WORK REQUIRED:
How many lines of the material below contain the word "sedan"? Reply with only the number.

Dataset excerpts on object pointing:
=======
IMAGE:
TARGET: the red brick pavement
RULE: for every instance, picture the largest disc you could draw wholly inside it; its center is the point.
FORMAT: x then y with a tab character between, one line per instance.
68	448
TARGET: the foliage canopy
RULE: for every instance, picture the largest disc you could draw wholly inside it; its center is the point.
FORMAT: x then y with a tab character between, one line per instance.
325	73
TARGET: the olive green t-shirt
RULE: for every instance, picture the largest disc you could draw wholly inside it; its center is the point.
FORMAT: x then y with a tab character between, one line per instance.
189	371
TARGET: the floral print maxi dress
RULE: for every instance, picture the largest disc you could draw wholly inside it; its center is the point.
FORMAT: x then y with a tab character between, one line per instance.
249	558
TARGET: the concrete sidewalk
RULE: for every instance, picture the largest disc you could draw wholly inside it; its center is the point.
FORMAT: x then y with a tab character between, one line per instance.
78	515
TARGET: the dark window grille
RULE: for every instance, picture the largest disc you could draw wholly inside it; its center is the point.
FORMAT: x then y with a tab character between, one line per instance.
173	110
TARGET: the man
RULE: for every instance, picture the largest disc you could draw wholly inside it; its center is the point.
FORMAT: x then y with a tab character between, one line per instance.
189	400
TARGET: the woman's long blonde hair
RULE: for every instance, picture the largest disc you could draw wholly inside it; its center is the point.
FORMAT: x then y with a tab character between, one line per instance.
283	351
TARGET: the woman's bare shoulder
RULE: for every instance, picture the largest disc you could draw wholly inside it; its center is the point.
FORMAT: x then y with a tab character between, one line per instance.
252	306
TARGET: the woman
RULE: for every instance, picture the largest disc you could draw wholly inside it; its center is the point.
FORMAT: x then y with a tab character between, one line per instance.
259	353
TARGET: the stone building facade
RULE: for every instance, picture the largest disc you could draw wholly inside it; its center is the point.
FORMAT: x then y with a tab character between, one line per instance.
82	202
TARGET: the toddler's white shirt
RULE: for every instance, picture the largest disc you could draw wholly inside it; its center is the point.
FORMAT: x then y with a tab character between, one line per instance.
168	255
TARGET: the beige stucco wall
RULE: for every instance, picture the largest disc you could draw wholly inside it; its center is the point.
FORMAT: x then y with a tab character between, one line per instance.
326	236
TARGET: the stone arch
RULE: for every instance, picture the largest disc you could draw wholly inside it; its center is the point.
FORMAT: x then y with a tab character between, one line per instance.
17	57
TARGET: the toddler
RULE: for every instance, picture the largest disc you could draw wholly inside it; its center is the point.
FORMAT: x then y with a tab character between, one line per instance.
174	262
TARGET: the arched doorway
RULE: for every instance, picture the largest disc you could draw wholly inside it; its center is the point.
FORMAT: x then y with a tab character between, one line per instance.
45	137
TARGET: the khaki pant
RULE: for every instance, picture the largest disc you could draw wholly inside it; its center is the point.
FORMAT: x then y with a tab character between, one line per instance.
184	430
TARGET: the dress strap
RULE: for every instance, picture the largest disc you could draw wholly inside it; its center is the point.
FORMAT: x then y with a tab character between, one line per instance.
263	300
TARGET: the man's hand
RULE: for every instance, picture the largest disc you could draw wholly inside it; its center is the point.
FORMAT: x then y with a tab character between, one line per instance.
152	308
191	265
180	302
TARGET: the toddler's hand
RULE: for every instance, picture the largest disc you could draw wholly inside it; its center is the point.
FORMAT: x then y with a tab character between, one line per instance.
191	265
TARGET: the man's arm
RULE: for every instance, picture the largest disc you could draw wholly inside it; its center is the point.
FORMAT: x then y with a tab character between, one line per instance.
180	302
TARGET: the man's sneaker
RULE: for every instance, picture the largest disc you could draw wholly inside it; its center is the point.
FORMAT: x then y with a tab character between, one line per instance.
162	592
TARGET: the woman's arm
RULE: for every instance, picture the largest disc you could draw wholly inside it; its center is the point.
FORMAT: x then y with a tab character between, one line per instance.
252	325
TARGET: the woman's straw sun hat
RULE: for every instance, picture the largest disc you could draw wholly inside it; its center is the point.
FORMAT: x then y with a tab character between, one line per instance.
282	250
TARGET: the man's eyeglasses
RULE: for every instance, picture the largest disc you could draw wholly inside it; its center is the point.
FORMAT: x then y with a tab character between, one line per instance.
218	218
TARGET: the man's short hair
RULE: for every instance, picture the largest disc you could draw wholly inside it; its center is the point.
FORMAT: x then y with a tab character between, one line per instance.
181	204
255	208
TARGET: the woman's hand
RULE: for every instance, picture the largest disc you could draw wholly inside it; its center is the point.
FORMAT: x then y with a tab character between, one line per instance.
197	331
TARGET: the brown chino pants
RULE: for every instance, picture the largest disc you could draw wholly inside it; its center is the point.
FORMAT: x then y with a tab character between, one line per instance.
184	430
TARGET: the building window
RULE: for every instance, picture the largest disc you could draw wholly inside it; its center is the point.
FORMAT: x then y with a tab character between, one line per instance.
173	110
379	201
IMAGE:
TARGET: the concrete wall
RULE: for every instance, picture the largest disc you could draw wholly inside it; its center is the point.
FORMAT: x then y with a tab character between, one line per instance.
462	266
=======
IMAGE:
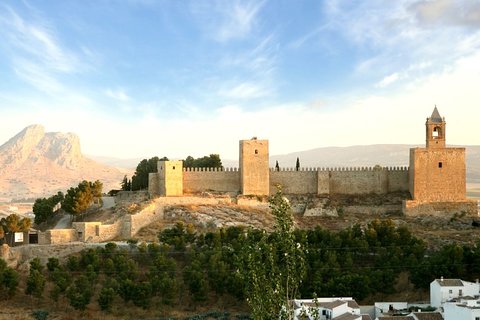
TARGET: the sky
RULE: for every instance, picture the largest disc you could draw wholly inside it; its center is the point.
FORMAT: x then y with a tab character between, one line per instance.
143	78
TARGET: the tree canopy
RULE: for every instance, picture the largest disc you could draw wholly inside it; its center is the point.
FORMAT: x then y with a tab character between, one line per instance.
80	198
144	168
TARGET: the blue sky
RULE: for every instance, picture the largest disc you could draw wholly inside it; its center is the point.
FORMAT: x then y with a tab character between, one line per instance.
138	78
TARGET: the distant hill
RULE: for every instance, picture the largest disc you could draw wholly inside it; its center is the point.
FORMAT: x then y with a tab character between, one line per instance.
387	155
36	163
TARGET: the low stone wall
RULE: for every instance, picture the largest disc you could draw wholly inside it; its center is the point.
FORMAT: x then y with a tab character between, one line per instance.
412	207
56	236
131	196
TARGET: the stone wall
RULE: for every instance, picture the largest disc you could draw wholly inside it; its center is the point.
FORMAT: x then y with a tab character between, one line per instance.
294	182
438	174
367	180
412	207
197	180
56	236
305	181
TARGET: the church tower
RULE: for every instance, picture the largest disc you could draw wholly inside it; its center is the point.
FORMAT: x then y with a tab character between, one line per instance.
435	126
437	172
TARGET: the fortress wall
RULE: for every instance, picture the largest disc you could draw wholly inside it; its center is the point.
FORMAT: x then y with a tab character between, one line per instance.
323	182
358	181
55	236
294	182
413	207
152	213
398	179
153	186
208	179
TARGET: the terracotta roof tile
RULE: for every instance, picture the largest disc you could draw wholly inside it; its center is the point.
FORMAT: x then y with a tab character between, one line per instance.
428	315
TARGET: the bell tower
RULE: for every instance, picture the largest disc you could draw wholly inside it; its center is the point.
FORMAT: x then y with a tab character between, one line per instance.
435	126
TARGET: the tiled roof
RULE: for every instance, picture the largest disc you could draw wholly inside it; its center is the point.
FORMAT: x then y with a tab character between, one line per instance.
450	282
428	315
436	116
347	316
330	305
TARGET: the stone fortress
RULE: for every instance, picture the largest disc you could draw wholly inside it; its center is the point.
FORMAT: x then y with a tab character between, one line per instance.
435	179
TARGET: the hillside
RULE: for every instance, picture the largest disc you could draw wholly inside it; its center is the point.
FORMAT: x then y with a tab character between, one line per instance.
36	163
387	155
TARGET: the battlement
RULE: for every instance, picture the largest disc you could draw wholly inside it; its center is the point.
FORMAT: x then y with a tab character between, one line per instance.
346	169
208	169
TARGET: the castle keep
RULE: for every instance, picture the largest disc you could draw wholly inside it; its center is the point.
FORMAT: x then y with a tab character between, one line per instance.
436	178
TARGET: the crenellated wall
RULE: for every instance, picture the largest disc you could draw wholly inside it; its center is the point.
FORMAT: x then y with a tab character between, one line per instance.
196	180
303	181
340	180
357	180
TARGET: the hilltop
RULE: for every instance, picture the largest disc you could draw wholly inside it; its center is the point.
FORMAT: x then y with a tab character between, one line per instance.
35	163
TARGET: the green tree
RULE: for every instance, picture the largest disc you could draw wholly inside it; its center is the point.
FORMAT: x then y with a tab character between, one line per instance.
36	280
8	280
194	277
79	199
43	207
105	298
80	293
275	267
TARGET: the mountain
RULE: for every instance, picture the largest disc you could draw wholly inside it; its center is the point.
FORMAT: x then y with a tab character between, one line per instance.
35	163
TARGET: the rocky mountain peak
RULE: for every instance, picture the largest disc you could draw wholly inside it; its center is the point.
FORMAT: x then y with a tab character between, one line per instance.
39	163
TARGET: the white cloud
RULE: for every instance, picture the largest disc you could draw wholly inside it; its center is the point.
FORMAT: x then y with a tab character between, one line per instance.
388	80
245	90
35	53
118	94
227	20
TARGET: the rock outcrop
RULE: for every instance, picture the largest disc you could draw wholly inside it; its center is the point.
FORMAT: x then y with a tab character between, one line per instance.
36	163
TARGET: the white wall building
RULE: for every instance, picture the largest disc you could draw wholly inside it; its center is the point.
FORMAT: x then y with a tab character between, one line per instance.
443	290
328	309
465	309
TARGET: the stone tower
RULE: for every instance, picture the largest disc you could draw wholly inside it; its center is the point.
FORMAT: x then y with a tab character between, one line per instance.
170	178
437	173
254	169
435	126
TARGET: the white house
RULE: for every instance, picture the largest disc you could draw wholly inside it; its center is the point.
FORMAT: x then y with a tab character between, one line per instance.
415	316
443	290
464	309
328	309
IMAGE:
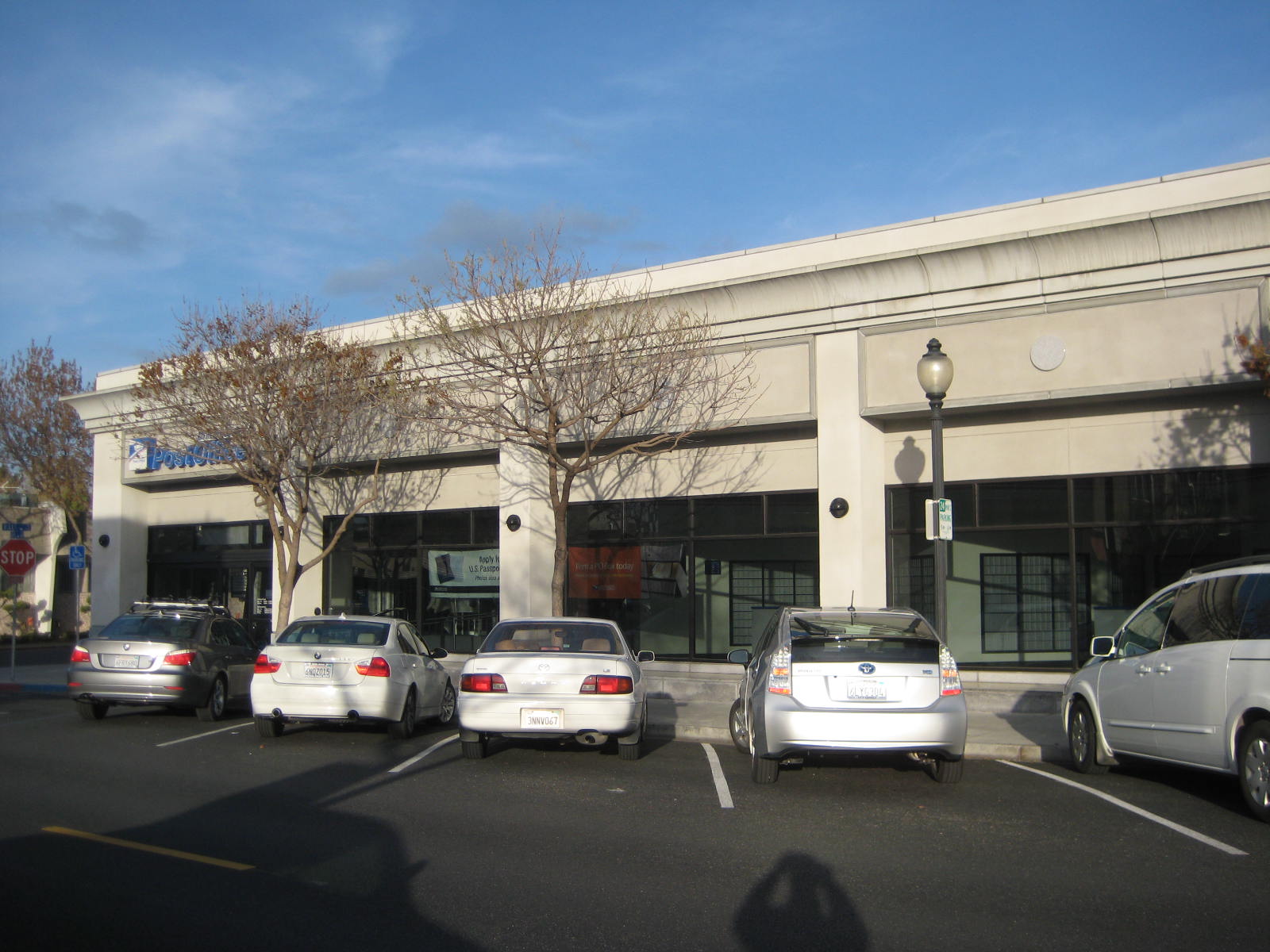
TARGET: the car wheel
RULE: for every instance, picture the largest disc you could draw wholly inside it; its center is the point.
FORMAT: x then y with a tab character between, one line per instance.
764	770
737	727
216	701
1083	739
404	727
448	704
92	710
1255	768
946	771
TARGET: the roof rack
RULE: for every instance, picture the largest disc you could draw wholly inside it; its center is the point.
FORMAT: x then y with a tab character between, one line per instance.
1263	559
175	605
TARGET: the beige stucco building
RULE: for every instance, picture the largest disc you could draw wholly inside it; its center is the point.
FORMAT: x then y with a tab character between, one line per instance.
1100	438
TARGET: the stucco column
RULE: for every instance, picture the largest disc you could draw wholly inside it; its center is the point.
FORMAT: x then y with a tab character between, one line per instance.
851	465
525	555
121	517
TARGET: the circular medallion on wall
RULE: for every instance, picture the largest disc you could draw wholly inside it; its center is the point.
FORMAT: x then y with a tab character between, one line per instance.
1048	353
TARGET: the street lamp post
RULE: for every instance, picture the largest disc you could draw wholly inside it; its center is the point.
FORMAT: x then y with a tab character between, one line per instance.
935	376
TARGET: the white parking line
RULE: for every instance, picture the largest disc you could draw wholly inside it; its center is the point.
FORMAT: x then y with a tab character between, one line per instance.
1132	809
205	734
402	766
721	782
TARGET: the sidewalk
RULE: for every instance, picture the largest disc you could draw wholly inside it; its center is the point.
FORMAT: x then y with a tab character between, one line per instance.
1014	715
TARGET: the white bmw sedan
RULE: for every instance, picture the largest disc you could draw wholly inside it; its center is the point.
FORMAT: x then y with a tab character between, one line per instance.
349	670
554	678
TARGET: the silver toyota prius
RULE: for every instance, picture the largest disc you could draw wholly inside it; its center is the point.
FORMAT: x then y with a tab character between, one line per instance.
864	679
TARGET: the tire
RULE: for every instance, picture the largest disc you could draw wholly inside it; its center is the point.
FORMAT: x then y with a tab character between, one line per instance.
=======
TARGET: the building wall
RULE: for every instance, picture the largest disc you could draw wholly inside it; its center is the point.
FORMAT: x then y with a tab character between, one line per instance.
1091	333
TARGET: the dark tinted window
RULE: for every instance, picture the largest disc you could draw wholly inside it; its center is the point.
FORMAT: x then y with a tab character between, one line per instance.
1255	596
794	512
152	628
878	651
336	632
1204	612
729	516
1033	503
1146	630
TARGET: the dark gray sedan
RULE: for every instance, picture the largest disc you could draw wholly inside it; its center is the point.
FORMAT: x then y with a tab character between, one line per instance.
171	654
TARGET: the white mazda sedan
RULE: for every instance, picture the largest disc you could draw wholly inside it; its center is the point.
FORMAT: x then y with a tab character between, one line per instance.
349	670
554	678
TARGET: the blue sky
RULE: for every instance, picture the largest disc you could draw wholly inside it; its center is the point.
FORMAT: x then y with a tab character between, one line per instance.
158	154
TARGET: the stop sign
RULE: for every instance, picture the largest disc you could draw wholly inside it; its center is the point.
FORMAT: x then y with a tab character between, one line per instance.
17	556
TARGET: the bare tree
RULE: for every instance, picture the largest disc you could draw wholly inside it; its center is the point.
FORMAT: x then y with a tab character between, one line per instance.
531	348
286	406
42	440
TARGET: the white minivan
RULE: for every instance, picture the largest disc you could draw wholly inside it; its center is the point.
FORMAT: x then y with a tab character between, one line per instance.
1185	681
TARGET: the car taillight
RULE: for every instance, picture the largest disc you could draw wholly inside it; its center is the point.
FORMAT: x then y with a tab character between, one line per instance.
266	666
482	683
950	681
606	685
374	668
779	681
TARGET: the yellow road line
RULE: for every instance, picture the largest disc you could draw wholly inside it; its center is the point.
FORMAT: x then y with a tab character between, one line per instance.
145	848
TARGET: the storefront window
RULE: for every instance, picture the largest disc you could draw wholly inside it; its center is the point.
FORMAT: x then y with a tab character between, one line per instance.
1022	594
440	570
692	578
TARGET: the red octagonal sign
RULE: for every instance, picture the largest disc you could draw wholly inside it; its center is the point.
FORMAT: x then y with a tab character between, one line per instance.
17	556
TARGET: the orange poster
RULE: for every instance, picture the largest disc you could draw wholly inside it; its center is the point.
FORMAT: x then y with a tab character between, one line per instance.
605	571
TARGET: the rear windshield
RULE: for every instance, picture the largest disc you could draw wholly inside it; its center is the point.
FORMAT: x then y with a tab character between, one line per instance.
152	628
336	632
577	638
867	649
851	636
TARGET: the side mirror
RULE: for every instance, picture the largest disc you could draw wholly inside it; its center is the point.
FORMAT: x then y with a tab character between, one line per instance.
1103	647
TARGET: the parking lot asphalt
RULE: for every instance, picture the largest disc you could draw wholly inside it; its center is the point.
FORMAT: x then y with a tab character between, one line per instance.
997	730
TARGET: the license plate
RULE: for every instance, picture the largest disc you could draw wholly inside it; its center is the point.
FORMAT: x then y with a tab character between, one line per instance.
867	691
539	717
=======
EXERCISE RESPONSE:
3